REQUIRED TASK A
From the Dizasta Vina text, answer these:
(i) At which school did he complete his O-Level studies, and in what year?
(ii) Which producer did he meet in 2011?
(iii) On what date did he appear on Planet Bongo?
REQUIRED TASK B
For each statement, say whether it agrees with the Dizasta Vina text and quote the words that settle it:
(i) He enrolled at the Institute of Finance Management in 2013 to study accounting.
(ii) He was one of ten artists selected at the open audition.
(iii) His debut mixtape came out in 2012.

SUPPLIED TEXT
In 2003, his family relocated to Dar es Salaam, where he attended Jeshini Primary School in Ukonga and later Kimanga Primary School in Tabata, completing his primary education in 2006. He attended White Lake High School in Dar es Salaam before transferring to Southern Highlands Secondary School in Mbeya, where he completed his O-Level studies in 2010. He later completed his A-Level studies at Mbeya High School. In 2013, he enrolled at the Institute of Finance Management (IFM) in Dar es Salaam, pursuing a degree in accounting.

== Career ==

Dizasta Vina began his involvement in music in 2007, participating in various rap competitions, including the SM Straight Music Freestyle Battle in Iringa in 2010.

In 2011, he met producer Duke Touchez, who guided him toward Tamaduni Muzik. He earned his place at the label by competing in an open audition held during the simultaneous launch of five albums, being among only five artists selected out of more than twenty. He gained wider recognition in 2012 with his debut single "Harder".

In 2017, he released his debut mixtape "The Wonderboy Mixtape", which drew significant media attention and positioned him as one of the standout voices of his generation. On 14 February 2018, he appeared on East Africa Radio's Planet Bongo for the "Dakika 10 za Maangamizi" freestyle segment, which was reported as one of the most memorable episodes in the series.

LISTING
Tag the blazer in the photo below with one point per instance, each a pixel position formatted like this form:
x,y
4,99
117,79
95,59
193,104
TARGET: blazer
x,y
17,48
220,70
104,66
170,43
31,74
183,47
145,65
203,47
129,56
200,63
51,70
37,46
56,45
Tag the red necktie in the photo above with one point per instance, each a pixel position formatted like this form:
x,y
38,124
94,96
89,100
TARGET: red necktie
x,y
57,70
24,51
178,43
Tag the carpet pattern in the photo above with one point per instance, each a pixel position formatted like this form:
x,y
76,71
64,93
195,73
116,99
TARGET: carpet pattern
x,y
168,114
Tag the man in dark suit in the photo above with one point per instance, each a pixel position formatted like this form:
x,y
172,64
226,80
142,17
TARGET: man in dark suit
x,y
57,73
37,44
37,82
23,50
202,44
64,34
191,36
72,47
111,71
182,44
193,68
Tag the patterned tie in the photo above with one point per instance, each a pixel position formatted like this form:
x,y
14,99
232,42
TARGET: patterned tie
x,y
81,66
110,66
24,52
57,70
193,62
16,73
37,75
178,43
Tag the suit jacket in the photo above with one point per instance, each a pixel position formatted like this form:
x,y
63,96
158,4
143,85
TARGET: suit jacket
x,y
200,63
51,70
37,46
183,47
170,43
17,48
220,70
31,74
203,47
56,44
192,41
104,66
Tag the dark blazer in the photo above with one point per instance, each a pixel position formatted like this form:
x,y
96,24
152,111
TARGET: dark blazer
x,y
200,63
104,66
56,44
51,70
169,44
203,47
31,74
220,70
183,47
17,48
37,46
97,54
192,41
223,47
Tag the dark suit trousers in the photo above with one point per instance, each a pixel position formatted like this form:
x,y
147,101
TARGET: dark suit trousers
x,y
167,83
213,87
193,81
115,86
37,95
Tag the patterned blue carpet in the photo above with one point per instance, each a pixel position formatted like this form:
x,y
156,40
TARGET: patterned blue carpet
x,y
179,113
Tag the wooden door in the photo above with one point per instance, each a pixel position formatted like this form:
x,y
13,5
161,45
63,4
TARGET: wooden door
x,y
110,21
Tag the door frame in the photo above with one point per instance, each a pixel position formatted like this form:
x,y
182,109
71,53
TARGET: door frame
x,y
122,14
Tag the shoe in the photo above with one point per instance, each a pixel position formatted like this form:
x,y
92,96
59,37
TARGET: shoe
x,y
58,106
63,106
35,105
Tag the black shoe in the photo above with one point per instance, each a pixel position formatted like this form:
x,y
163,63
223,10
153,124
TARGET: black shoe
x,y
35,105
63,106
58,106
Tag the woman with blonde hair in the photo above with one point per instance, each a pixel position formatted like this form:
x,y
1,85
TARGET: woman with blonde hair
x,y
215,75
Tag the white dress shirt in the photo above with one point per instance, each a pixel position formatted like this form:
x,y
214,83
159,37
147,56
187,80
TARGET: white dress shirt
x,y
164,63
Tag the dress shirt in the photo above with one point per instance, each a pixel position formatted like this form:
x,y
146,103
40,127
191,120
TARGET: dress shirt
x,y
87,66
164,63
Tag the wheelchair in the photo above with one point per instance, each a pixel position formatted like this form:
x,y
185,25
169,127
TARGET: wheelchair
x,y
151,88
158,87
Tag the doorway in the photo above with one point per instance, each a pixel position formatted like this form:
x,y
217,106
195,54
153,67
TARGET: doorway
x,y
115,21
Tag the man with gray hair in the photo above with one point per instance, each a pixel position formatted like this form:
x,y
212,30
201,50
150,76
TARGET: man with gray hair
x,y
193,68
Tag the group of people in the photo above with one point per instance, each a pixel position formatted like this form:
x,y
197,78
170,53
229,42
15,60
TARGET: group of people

EXERCISE ANSWER A
(i) Southern Highlands Secondary School in Mbeya, in 2010.
(ii) Duke Touchez.
(iii) 14 February 2018.

EXERCISE ANSWER B
(i) Yes: "In 2013, he enrolled at the Institute of Finance Management (IFM) in Dar es Salaam, pursuing a degree in accounting."
(ii) No: "being among only five artists selected out of more than twenty"
(iii) No: "In 2017, he released his debut mixtape"